**Texto de origem:**
Nos capítulos 3 e 4, a análise versa sobre as transformações impostas a alguns povos do continente pelo cristianismo e pelo islã, e também pelos contatos com os europeus. Novas dinâmicas e modos de viver são adquiridos pelas populações sob influência dessas grandes religiões. Os impactos de uma “cultura religiosa” são apresentados pelo autor como um ponto essencial para compreensão das disputas e dos conflitos entre os povos africanos. Além disso, o autor recorda que ao longo da Era Cristã as principais trocas e rotas comerciais entre africanos e europeus já estavam amplamente estabelecidas e que, ao longo de séculos, esse comércio de mercadorias encontrou uma opção extremamente lucrativa: a venda de seres humanos. Ainda que a escravidão fosse uma prática cultural bastante antiga na África, foi a partir do século XI que o comércio de pessoas, incentivado pelos muçulmanos, ampliou os confrontos sociais com objetivo de escravizar povos derrotados. As rotas comerciais estabelecidas passaram, então, a servir como instrumentos para um dos maiores crimes contra a humanidade.

D’Amorim dedica a segunda parte do livro ao encontro entre África e América. Nos capítulos 1 e 2, o autor explora aspectos das viagens dos portugueses, tomando como base os relatos dos viajantes, a narrativa envolvente sobre as conquistas da Costa Atlântica africana, e como a presença portuguesa ampliou-se ao nível das grandes navegações do século XV e XVI. Esse cenário nos ajuda a estabelecer a cruel conexão de que uma rede de tráfico comercial muito lucrativa, e que atuava de maneira compulsória, atuava desumanizando povos inteiros pela ganância para a força de trabalho e a exploração de outros seres humanos. A sensibilidade do autor ao abordar a temática diferencia-se justamente por apresentar detalhadamente como se organizou esse comércio, descrevendo rotas usadas pelos traficantes, assim como as condições aviltantes a que esses seres humanos eram submetidos em todo esse processo.

**Solicitação escrita A:**
Reproduza o trecho do texto sobre a África e o tráfico de pessoas que vai de "D’Amorim dedica a" até "todo esse processo.".
**Solicitação escrita B:**
Dê continuidade ao texto sobre a África e o tráfico de pessoas a partir do ponto em que ele termina.

**Dados fornecidos:**
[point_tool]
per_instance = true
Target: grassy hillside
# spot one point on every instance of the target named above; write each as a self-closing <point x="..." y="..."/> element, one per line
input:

**Resultado do exercício A:**
D’Amorim dedica a segunda parte do livro ao encontro entre África e América. Nos capítulos 1 e 2, o autor explora aspectos das viagens dos portugueses, tomando como base os relatos dos viajantes, a narrativa envolvente sobre as conquistas da Costa Atlântica africana, e como a presença portuguesa ampliou-se ao nível das grandes navegações do século XV e XVI. Esse cenário nos ajuda a estabelecer a cruel conexão de que uma rede de tráfico comercial muito lucrativa, e que atuava de maneira compulsória, atuava desumanizando povos inteiros pela ganância para a força de trabalho e a exploração de outros seres humanos. A sensibilidade do autor ao abordar a temática diferencia-se justamente por apresentar detalhadamente como se organizou esse comércio, descrevendo rotas usadas pelos traficantes, assim como as condições aviltantes a que esses seres humanos eram submetidos em todo esse processo.

**Resultado do exercício B:**
O capítulo 3 é dedicado à etapa final da infame rede da escravidão: a América. A estrutura comercial no Novo Mundo é apresentada pelo autor com inúmeras ilustrações e enriquecida com boxes que explicam de maneira simples as condições e os usos dos escravizados desse lado do Atlântico. Importante destacar que D’Amorim faz questão de ressaltar em seu texto que aqueles homens e aquelas mulheres não eram trabalhadores, e que ao contrário disso eram submetidos a uma situação de extrema violência em todas as etapas relativas à escravidão. Além disso, a dependência da forma de trabalho por parte dos portugueses aumentou consideravelmente nos ciclos do açúcar, da mineração, do café, assim como nas mais diversas atividades urbanas, ou seja, a economia portuguesa daquele período seria outra sem a força de trabalho dos negros escravizados.

As lutas e as resistências dos escravizados são apresentados no último capítulo dessa parte. Nele, D’Amorim organiza as formas de resistência dos povos que não aceitavam a opressão imposta pela experiência traumática da escravidão. Das fugas, que marcaram o cotidiano dos senhores e dos cativos, aos quilombos, o autor elenca uma série de negociações, ataques e resistências dentro dessa complexa organização social que havia se tornado o Império Português sob o regime escravocrata.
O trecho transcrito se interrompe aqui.